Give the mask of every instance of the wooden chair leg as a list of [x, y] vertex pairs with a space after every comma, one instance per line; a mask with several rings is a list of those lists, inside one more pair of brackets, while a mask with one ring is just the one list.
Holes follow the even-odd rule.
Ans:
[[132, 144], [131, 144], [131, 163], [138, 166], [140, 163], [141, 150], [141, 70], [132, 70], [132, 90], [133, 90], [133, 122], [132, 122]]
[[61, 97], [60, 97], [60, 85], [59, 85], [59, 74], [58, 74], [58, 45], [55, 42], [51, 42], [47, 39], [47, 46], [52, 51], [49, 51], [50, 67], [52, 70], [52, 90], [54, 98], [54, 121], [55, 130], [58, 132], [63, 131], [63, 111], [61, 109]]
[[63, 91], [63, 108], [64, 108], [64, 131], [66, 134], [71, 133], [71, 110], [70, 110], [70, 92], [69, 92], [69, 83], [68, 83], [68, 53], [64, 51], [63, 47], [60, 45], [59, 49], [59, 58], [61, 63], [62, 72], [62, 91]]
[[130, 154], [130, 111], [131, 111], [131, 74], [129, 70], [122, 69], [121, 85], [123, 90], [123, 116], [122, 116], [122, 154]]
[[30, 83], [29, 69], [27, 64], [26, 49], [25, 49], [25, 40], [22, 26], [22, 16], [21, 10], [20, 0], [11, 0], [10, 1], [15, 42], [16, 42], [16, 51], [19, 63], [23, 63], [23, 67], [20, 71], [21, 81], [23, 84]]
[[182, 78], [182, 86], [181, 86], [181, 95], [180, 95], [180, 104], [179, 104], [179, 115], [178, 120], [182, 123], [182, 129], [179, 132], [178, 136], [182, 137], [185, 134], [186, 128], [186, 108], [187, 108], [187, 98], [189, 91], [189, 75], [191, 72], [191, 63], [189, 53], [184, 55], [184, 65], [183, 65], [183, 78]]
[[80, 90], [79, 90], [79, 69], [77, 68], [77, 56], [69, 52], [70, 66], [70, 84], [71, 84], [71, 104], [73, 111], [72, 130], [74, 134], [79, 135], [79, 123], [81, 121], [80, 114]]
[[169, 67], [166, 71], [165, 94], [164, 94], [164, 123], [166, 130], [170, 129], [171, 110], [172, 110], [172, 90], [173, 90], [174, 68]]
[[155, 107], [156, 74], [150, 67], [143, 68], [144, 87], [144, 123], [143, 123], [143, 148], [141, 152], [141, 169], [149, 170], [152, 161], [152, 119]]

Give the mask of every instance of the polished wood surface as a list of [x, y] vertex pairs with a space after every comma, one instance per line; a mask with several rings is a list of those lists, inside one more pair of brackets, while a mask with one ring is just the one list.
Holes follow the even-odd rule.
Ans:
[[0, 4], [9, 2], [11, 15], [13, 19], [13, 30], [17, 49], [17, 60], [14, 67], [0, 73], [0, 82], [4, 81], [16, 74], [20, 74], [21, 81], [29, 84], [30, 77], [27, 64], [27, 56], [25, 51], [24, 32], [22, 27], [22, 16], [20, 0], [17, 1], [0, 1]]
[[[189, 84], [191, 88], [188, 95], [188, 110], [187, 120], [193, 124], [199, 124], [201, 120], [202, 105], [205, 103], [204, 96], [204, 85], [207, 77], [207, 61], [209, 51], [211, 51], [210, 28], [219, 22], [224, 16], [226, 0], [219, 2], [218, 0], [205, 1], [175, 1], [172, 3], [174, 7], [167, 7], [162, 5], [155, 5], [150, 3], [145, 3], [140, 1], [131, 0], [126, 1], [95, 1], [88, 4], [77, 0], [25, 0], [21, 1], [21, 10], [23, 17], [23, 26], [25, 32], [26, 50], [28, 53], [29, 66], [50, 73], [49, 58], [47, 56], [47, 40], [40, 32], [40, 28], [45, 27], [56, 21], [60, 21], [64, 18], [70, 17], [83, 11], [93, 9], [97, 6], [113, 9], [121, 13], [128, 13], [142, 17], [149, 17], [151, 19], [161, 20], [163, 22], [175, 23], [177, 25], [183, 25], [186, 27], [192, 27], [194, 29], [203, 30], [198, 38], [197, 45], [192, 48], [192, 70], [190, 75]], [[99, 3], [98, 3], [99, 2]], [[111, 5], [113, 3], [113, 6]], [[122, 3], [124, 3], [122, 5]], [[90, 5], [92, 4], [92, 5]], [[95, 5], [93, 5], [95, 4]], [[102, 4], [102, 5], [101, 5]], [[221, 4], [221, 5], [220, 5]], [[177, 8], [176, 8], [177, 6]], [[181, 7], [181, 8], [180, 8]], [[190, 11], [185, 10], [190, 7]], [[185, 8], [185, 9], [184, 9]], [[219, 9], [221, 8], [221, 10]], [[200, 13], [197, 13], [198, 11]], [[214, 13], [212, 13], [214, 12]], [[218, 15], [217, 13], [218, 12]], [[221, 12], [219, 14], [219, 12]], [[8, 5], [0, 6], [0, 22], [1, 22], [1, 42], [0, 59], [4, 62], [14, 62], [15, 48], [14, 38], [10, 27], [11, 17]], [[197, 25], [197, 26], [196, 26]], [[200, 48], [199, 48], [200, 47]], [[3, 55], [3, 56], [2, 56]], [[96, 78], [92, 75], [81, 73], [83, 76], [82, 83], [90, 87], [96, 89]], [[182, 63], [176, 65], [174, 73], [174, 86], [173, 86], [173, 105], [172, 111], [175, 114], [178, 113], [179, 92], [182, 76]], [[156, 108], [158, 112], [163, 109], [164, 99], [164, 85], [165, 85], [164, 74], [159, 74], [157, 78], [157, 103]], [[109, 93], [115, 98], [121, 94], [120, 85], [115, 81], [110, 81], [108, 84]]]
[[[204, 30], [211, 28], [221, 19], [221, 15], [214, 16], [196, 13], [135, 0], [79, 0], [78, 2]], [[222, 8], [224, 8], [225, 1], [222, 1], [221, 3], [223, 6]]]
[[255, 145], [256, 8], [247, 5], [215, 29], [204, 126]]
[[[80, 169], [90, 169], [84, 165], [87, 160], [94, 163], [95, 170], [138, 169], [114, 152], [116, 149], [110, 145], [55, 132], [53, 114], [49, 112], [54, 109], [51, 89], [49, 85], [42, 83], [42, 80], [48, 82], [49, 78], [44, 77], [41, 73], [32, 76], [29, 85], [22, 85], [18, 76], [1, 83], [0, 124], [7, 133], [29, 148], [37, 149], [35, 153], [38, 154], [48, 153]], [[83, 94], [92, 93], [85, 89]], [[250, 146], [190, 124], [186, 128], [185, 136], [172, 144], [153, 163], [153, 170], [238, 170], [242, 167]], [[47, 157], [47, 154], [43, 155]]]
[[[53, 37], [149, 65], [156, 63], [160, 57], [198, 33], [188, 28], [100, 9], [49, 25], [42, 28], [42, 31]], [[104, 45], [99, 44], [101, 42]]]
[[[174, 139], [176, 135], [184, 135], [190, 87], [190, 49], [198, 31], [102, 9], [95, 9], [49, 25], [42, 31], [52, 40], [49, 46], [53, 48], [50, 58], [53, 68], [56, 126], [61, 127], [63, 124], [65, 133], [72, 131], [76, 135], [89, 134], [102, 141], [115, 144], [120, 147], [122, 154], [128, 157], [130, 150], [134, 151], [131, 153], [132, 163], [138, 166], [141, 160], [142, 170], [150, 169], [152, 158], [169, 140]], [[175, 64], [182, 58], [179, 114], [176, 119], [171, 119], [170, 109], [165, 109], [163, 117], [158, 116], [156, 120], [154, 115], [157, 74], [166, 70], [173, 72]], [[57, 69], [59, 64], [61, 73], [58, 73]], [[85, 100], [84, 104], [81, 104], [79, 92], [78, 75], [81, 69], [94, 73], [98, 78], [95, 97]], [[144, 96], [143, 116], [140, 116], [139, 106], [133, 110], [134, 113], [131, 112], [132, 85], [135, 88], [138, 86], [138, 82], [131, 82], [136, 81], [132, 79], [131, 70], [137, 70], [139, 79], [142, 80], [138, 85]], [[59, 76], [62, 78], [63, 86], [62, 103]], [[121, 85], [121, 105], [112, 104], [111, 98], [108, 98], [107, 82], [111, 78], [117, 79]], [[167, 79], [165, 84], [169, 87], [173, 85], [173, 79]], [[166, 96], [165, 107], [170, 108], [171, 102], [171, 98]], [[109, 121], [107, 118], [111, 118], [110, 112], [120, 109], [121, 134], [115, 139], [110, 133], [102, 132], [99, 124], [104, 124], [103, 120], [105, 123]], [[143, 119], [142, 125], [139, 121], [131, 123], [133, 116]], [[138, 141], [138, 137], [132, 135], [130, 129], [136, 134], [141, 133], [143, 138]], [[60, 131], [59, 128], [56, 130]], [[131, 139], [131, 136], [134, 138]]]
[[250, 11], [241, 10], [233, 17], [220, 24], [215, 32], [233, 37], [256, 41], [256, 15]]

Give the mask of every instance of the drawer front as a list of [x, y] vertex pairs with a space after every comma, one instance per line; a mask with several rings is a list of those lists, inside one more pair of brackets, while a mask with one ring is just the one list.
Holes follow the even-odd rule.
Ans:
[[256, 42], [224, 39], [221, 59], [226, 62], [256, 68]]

### TASK BRIEF:
Reproduce the entries verbatim, from the line that contains "Give the mask of every instance of the polished" through the line that contains "[17, 1], [0, 1]]", with both of those lines included.

### THE COMPLETED TASK:
Give the mask of every instance of the polished wood surface as a list of [x, y] vertex pairs with a space after every comma, one instance per line; a mask with several rings is a list of those lists, inside one more pair of brackets, while a mask with one ring is just the one list.
Holes follow the even-odd rule.
Ans:
[[0, 4], [9, 2], [11, 15], [13, 19], [13, 30], [17, 49], [17, 60], [14, 67], [0, 73], [0, 82], [4, 81], [16, 74], [20, 74], [21, 81], [29, 84], [30, 77], [27, 64], [27, 56], [25, 51], [24, 32], [22, 27], [22, 16], [20, 0], [17, 1], [0, 1]]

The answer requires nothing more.